• **EXERCISE DIRECTIONS**: Can you render the lines below as a numbered list, skipping any blank lines and leaving the pictures out of your answer?

===============

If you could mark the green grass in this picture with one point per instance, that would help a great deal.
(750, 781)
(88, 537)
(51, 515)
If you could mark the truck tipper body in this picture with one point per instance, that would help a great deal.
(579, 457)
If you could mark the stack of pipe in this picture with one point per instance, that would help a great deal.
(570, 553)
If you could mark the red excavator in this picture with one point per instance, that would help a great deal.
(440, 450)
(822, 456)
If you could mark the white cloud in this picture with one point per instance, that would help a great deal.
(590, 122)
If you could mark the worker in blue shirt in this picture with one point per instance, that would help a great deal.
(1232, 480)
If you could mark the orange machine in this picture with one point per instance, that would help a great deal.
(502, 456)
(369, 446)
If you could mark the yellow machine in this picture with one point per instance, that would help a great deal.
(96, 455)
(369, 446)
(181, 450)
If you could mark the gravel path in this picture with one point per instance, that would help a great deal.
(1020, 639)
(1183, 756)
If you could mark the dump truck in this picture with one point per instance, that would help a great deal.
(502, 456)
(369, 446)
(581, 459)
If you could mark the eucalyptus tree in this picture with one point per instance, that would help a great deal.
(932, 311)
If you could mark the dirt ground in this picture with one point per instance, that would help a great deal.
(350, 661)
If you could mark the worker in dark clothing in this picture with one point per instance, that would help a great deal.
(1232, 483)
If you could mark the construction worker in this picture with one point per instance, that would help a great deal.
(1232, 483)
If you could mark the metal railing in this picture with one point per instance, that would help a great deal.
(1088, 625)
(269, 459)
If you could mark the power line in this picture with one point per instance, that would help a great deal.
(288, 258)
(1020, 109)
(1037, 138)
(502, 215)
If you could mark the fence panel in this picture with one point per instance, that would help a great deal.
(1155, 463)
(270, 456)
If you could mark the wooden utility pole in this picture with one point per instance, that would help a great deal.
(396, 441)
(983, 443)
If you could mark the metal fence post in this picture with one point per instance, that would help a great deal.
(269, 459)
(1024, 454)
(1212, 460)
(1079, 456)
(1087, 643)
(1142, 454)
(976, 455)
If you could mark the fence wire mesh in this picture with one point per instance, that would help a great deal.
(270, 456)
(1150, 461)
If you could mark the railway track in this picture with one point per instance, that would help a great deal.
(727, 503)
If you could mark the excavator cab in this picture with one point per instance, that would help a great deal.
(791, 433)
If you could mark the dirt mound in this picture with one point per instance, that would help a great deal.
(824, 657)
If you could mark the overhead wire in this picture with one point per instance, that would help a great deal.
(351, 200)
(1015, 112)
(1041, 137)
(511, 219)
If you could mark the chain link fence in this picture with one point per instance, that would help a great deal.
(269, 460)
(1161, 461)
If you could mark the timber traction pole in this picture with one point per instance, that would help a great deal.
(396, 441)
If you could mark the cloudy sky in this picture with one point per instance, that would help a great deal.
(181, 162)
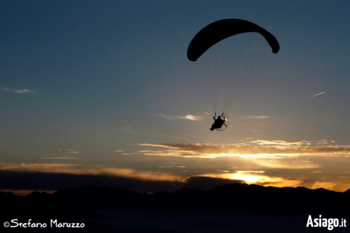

===============

• **SOLUTION FOR THIS PROBLEM**:
1. If you could mark the green grass in this picture with one point per instance, that would help a great deal.
2. (750, 781)
3. (88, 537)
4. (51, 515)
5. If you could mark the truck tipper body in this picture with one point per instance, that would help a great deal.
6. (579, 457)
7. If you could mark the stack of pipe in this picture with one point per instance, that would help a great deal.
8. (570, 553)
9. If you could mark the red excavator in this picture with one point per instance, that would help a great deal.
10. (440, 450)
11. (822, 456)
12. If you could mark the white cloud in this picture with one point per instance, that would help a great deal.
13. (590, 122)
14. If you could mark the worker in blue shirt in this picture with one point per instance, that would help a great deal.
15. (1232, 480)
16. If you could mark the orange machine in this picture with one point per instance, that would help a great deal.
17. (502, 456)
18. (369, 446)
19. If you could mark the yellow machine in this picture with one point per instance, that would help a great deal.
20. (96, 455)
21. (369, 446)
22. (181, 450)
23. If you could mark the gravel path in this picture with one point per instance, that would help a great deal.
24. (1020, 639)
25. (1183, 756)
26. If you could mark the dump truck in this picture with one point per instance, that would help a great deal.
27. (502, 456)
28. (369, 446)
29. (581, 459)
30. If you could mark the eucalyptus tree in this picture with one point per instance, that would help a great deal.
31. (932, 311)
32. If you could mark the dirt ground in this picture with one point per instance, that would help a great deal.
33. (350, 661)
34. If you could mark the worker in dark clothing in this picture with one point per instance, that would help a great deal.
35. (1232, 483)
36. If you could mark the construction worker in this picture with one point per instance, that would help a great deal.
37. (1232, 483)
38. If you could mark the metal railing in this picture with one point per instance, that would help a great deal.
39. (1088, 625)
40. (269, 459)
41. If you could mark the power line in this picture with one point per instance, that would help a great deal.
42. (288, 258)
43. (1020, 109)
44. (1037, 138)
45. (502, 215)
46. If you could mark the fence panel in this picture with one point per instance, that would help a great deal.
47. (1155, 463)
48. (270, 456)
49. If you could mark the wooden utility pole in this picture with one point per instance, that would help a great deal.
50. (396, 441)
51. (983, 443)
52. If you could mark the metal fence post in this picture with one point per instance, that would help a great deal.
53. (269, 459)
54. (1024, 454)
55. (1212, 460)
56. (1079, 456)
57. (1087, 643)
58. (1142, 454)
59. (976, 455)
60. If you could mark the fence wire mesh in this picture with one point per instance, that would help a great deal.
61. (270, 456)
62. (1150, 461)
63. If you could mark the railway track in this picture with one point per instance, that would help a great deal.
64. (727, 503)
65. If you could mark the excavator cab in this picture with one point per instance, that would help a great deal.
66. (791, 433)
67. If you could mark the dirt mound in this picture with one point per instance, that would help a great deal.
68. (824, 657)
69. If you could mark the overhead wire in this picture with one point per instance, that would help a great deal.
70. (351, 200)
71. (1015, 112)
72. (1041, 137)
73. (511, 219)
74. If you could mark the chain link fence in this picture with one point per instance, that would help a great deal.
75. (269, 460)
76. (1161, 461)
77. If you could mark the timber traction pole in this picture with one point per instance, that would help a great deal.
78. (396, 441)
79. If you could mark the cloudy sky in this picture with one point per instance, that would help a great deal.
80. (181, 162)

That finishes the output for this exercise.